* [Work request]: For this exercise, transcribe all of the entries exactly.

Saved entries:
((
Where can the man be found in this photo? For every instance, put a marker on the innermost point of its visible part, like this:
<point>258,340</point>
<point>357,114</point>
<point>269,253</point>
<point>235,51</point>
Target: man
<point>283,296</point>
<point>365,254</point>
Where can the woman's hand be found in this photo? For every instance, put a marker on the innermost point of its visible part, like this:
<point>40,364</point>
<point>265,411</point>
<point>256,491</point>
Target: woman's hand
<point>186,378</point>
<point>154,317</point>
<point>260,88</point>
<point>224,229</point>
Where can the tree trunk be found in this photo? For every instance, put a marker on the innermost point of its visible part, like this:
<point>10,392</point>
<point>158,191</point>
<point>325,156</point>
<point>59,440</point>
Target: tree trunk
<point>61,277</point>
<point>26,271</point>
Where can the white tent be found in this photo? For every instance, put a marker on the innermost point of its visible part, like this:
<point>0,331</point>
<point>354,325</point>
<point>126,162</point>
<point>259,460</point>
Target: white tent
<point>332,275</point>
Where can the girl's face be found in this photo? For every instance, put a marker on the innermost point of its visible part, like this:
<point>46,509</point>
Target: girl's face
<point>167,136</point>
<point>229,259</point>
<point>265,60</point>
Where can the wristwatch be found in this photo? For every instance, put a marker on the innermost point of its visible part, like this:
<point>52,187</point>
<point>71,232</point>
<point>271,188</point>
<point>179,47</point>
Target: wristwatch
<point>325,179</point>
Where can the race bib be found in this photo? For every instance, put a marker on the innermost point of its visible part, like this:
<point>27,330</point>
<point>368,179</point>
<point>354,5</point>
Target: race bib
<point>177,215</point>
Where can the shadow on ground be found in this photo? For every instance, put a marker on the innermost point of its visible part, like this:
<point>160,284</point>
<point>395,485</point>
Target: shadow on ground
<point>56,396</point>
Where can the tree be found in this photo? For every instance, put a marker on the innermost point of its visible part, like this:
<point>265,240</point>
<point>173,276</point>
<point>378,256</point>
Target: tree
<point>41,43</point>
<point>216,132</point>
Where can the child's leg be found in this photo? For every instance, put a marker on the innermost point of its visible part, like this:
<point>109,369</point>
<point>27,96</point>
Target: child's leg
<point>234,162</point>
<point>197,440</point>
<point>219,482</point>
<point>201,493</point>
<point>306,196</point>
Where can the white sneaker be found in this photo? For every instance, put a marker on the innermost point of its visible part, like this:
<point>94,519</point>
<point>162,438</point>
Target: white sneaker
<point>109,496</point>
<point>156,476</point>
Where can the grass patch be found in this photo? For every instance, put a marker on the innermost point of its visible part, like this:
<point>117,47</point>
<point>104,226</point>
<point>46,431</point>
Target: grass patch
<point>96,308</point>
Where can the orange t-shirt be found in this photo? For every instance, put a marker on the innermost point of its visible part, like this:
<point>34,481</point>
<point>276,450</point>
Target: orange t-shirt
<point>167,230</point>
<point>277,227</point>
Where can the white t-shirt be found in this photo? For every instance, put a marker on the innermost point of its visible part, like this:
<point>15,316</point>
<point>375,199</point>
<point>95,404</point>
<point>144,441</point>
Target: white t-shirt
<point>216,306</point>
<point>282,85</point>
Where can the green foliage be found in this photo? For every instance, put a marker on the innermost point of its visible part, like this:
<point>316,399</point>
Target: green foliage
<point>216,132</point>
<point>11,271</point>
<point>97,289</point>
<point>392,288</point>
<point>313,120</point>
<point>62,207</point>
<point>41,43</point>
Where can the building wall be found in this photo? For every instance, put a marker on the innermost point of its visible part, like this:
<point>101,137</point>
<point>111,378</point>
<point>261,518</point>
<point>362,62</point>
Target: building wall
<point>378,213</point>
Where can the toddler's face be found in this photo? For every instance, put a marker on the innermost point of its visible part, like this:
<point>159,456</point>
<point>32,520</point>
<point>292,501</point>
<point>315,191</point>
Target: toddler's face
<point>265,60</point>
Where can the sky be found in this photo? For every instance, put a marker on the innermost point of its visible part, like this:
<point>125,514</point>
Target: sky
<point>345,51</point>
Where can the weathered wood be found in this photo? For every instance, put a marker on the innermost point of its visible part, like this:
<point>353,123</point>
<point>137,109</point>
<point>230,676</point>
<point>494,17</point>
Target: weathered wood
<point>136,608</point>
))
* [The answer]:
Where can the man be found in this photo? For every instance, put a marker on the innermost point of its visible part, like this:
<point>258,340</point>
<point>357,114</point>
<point>269,253</point>
<point>235,51</point>
Target: man
<point>283,296</point>
<point>365,254</point>
Where can the woman's hand be found in this photo? For every instance, put a marker on the innermost point of its visible part, like this:
<point>40,364</point>
<point>265,411</point>
<point>256,491</point>
Target: woman's hand
<point>186,378</point>
<point>154,317</point>
<point>260,88</point>
<point>224,229</point>
Where can the tree trunk be found in this photo? For every instance, put a marker on the innermost point of its visible part, like this:
<point>10,392</point>
<point>158,191</point>
<point>325,156</point>
<point>59,440</point>
Target: tree trunk
<point>61,277</point>
<point>26,271</point>
Where can the white tent be found in this photo? For every instance, put a marker on the innermost point of its visible part, like this:
<point>0,331</point>
<point>354,325</point>
<point>126,162</point>
<point>259,460</point>
Target: white tent
<point>332,275</point>
Where can the girl's face be found in this photo? For every instance, put a marker on the innermost point of its visible part, like this:
<point>46,509</point>
Target: girl's face
<point>167,136</point>
<point>229,259</point>
<point>265,60</point>
Where can the wristwatch be found in this photo? For every instance, put a marker on the innermost point of its visible part, like this:
<point>52,187</point>
<point>71,232</point>
<point>271,188</point>
<point>179,47</point>
Target: wristwatch
<point>325,179</point>
Where can the race bib be found in this photo? For every instance, put a marker on the innermost point of its visible part, like this:
<point>27,330</point>
<point>368,179</point>
<point>354,5</point>
Target: race bib
<point>177,215</point>
Where can the shadow on ground be found in this photo? For every instance, put a marker on the innermost point of its visible part, like this:
<point>160,284</point>
<point>395,485</point>
Target: shadow on ground
<point>56,396</point>
Where can the tree be found in this photo? For every instance, put a marker on the innermost point of its visible part, like this:
<point>265,240</point>
<point>173,276</point>
<point>378,256</point>
Target: tree
<point>41,43</point>
<point>216,132</point>
Where can the child's leg be found in this photo? For every instance, put a marker on the innermost point of its visible part, like this:
<point>109,369</point>
<point>27,96</point>
Target: child's leg
<point>234,162</point>
<point>197,440</point>
<point>219,482</point>
<point>201,493</point>
<point>306,196</point>
Where can the white sneaker be found in this photo? For every instance, put a marker on the innermost point of its visible part, like this:
<point>94,519</point>
<point>162,438</point>
Target: white sneaker
<point>109,496</point>
<point>156,476</point>
Where can the grass patch be found in this photo? For every instance, put a marker on the innermost point of its visible part, like this:
<point>117,47</point>
<point>104,226</point>
<point>46,431</point>
Target: grass patch
<point>96,308</point>
Where can the orange t-shirt be found in this photo? For every instance, put a marker on the innermost point of its visible part, like this:
<point>34,481</point>
<point>276,450</point>
Target: orange t-shirt
<point>167,230</point>
<point>277,227</point>
Where can the white t-shirt be found in this photo? For every instance, put a marker on the innermost point of its visible part, like this:
<point>15,316</point>
<point>375,199</point>
<point>95,404</point>
<point>144,441</point>
Target: white t-shirt
<point>216,306</point>
<point>282,85</point>
Where can the green foliage be found in this photo? For every instance, put a marker on the innermost point of its visible part, like this:
<point>316,399</point>
Target: green foliage
<point>216,132</point>
<point>11,271</point>
<point>97,289</point>
<point>392,288</point>
<point>313,120</point>
<point>62,207</point>
<point>41,43</point>
Where can the building wall be found in this photo? For every instance, put a marker on the innermost point of its visible part, like this:
<point>101,137</point>
<point>111,378</point>
<point>261,518</point>
<point>362,62</point>
Target: building wall
<point>378,213</point>
Where can the toddler's face be found in this photo? For every instance, put a marker on the innermost point of its visible part, like this:
<point>159,456</point>
<point>32,520</point>
<point>292,501</point>
<point>315,191</point>
Target: toddler's face
<point>265,60</point>
Where can the sky be found in this photo? For every instance, put a marker on the innermost point of its visible part, like this:
<point>125,514</point>
Target: sky
<point>345,51</point>
Where can the weathered wood be found in this photo? For every instance, put a marker on the innermost point of its visible part, like this:
<point>353,123</point>
<point>137,109</point>
<point>230,676</point>
<point>494,17</point>
Target: weathered wood
<point>136,608</point>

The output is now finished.